AUFGABENSTELLUNG:
Führen Sie den Text über die Vorstellung der Länderberichte im Europäischen Semester im Anschluss an seinen letzten Satz weiter.

Die drei KommissarInnen Valdis Dombrovskis, Marianne Thyssen und Pierre Moscovici stellten am 7. März 2018 in Brüssel die Länderberichte im Rahmen des Europäischen Semesters vor. In Anbetracht anhaltenden Wirtschaftswachstums, positiver Wirtschaftsprognosen und der sinkenden Arbeitslosenraten sehen sie jetzt als den geeigneten Zeitpunkt, um notwendige Reformen in den Mitgliedstaaten anzugehen. Eine positive Entwicklung im Vergleich zu den Vorjahren ist dabei, dass der sozialen Dimension im Rahmen der Länderberichte eine größere Bedeutung eingeräumt wird. Hierzu betonte die für Soziales zuständige Kommissarin Marianne Thyssen, dass soziale und ökonomische Entwicklung Hand in Hand gehen müssen.

BEREITGESTELLTE DATEN:
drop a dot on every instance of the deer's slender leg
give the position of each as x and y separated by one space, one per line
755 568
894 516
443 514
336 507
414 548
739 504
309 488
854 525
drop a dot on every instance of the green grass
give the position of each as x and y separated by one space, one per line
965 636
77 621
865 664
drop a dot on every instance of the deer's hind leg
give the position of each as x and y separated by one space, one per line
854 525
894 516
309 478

ERGEBNIS:
Österreich wird in Hinblick auf die Indikatoren des sozialen Scoreboards im Rahmen der Europäischen Säule Sozialer Rechte grundsätzlich eine relativ positive Entwicklung attestiert. So wird im österreichischen Länderbericht hervorgehoben, dass Österreich grundsätzlich wirkungsvolle Maßnahmen gesetzt hat, um faire Arbeitsbedingungen zu schaffen, Armut zu reduzieren und dem Ausschluss sozialer Gruppen entgegenzuwirken. Ausdrücklich wird dabei die Sozialpartnerschaft hervorgehoben.

 

Die Kommission hebt aber auch zahlreiche Fehlentwicklungen hervor, auf die auch die Arbeiterkammer seit Jahren immer wieder hinweist: Der hohe Anteil von Frauen in Teilzeitbeschäftigungen und der hohe Gender Pay Gap geben auch der Kommission Anlass zur Sorge. Die Ursache darin sieht sie in nicht ausreichend vorhandenen Angebot von Betreuungsplätzen von Kindern unter drei Jahren. Als Folge dessen ist die Gefahr von Altersarmut für Frauen über 65 Jahren deutlich höher als für Männer.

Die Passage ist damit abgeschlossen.